OBJECTIVE: The records below are to be repeated in full, exactly as they are.

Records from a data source

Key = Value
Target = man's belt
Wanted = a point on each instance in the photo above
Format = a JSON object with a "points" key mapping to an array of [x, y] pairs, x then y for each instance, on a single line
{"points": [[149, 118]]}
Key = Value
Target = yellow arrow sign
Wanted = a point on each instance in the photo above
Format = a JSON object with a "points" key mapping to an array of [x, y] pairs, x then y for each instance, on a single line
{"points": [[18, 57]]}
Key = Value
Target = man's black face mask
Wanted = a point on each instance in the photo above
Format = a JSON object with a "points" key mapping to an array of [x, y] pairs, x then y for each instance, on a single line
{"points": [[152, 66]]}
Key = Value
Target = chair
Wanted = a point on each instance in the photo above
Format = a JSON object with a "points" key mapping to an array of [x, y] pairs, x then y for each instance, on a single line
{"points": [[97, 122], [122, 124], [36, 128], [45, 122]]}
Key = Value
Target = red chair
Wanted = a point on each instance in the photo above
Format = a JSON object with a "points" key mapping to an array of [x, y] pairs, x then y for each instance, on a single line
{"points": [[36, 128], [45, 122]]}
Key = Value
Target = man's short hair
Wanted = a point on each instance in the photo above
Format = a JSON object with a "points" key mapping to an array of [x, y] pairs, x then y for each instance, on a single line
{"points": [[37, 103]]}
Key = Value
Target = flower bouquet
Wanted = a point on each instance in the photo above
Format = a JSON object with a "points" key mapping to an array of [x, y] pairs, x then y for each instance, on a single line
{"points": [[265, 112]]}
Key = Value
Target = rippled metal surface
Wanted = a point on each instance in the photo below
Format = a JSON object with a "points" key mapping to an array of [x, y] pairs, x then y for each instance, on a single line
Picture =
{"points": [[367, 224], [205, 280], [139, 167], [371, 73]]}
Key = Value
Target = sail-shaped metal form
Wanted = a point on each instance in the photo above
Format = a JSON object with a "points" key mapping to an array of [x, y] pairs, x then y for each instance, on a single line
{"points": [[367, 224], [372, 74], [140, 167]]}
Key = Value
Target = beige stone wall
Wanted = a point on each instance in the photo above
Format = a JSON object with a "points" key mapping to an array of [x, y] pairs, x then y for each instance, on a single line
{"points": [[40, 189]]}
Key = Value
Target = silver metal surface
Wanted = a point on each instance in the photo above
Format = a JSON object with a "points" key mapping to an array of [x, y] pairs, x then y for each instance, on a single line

FINAL ANSWER:
Key = Value
Target = man's belt
Wanted = a point on each instance in the photo above
Format = a JSON object with a "points" key mapping to an array of [x, y] pairs, x then y for each instance, on a single line
{"points": [[149, 118]]}
Key = Value
Target = yellow arrow sign
Wanted = a point on each instance in the photo above
Format = a JSON object with a "points" key mapping to an array of [x, y] pairs, x then y for each instance, on a single line
{"points": [[18, 57]]}
Key = Value
Target = man's black face mask
Wanted = a point on each instance in the photo above
Format = a JSON object with a "points" key mapping to an array of [x, y] pairs, x then y for each instance, on a single line
{"points": [[152, 66]]}
Key = Value
Target = chair
Wanted = a point on each instance in the photo above
Format = a JSON object with a "points" key mapping to an array of [x, y] pairs, x then y for each instance, on a single line
{"points": [[97, 122], [122, 124], [36, 128], [45, 122]]}
Key = Value
Target = red chair
Wanted = a point on each instance in the photo above
Format = a JSON object with a "points" key mapping to an array of [x, y] pairs, x then y for each instance, on a single line
{"points": [[36, 128], [45, 122]]}
Key = Value
Target = man's short hair
Wanted = a point on each instance in the photo above
Format = a JSON object with a "points" key mapping to an array of [x, y] pairs, x then y for each instance, on a single line
{"points": [[37, 103]]}
Key = Value
Target = flower bouquet
Wanted = a point on each instance in the photo above
Format = a JSON object with a "points" key mapping to an array of [x, y] pairs, x then y for each instance, on a single line
{"points": [[265, 112]]}
Key = Value
Target = rippled metal surface
Wanted = a point on each instance in the photo below
Format = a JSON object with a "points" key mapping to an array of [x, y] pairs, x then y for each instance, on a single line
Picture =
{"points": [[367, 224], [205, 280], [139, 167], [371, 73]]}
Key = Value
Target = sail-shaped metal form
Wanted = a point on each instance in the photo above
Format = a JSON object with a "points" key mapping to an array of [x, y] pairs, x then y for each instance, on a single line
{"points": [[367, 224], [372, 74], [140, 167]]}
Key = Value
Target = beige stone wall
Wanted = a point on each instance in the photo above
Format = a JSON object with a "points" key mapping to an array of [x, y] pairs, x then y for each instance, on a single line
{"points": [[40, 189]]}
Key = Value
Target = silver metal surface
Wanted = a point on each instance in the photo above
Format = a JSON object with a "points" key mapping to an array of [x, y] pairs, x then y for each instance, on a single line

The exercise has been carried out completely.